[Object position labeling records]
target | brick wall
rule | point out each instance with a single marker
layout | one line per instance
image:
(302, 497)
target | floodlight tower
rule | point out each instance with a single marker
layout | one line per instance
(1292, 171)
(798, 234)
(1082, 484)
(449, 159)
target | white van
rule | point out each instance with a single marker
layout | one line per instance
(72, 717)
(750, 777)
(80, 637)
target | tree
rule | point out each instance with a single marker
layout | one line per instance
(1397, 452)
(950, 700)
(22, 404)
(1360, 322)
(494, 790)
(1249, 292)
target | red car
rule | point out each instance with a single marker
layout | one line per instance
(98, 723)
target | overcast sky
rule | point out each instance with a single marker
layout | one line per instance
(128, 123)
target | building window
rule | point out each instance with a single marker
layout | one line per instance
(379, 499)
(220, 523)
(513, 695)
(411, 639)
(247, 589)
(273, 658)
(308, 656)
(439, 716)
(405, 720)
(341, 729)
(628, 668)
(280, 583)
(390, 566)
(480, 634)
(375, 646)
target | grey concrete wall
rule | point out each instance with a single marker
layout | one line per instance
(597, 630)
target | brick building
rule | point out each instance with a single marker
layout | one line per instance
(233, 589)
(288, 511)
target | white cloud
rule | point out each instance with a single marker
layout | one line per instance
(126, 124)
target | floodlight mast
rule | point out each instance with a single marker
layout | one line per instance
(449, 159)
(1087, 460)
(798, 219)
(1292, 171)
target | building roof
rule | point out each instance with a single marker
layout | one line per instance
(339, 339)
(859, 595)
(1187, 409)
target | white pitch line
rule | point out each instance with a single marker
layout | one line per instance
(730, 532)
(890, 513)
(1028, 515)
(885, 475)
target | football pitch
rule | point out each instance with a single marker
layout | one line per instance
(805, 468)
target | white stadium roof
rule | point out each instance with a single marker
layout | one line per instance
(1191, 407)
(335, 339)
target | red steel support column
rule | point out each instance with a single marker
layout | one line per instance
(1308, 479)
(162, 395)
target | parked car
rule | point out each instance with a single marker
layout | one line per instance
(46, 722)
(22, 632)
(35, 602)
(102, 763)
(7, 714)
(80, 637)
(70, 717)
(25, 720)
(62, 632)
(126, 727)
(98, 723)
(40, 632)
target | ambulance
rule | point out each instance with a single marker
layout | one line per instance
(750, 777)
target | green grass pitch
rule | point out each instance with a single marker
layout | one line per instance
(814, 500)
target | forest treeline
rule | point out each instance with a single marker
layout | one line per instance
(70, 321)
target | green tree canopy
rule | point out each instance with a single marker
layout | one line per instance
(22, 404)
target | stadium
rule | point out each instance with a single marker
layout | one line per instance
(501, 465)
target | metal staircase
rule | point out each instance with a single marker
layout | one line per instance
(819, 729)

Problem to work on → Quote the lines of the records exactly, from the line that contains "target | white van" through the line that contains "(1249, 292)", with both of those lines included.

Answer to this problem →
target | white van
rule | point out each instance with a single marker
layout | one line per instance
(72, 717)
(750, 777)
(80, 637)
target | tree
rule | point out each instance with a single marker
layout | one line per instance
(1397, 452)
(950, 700)
(22, 404)
(1360, 322)
(494, 790)
(1249, 292)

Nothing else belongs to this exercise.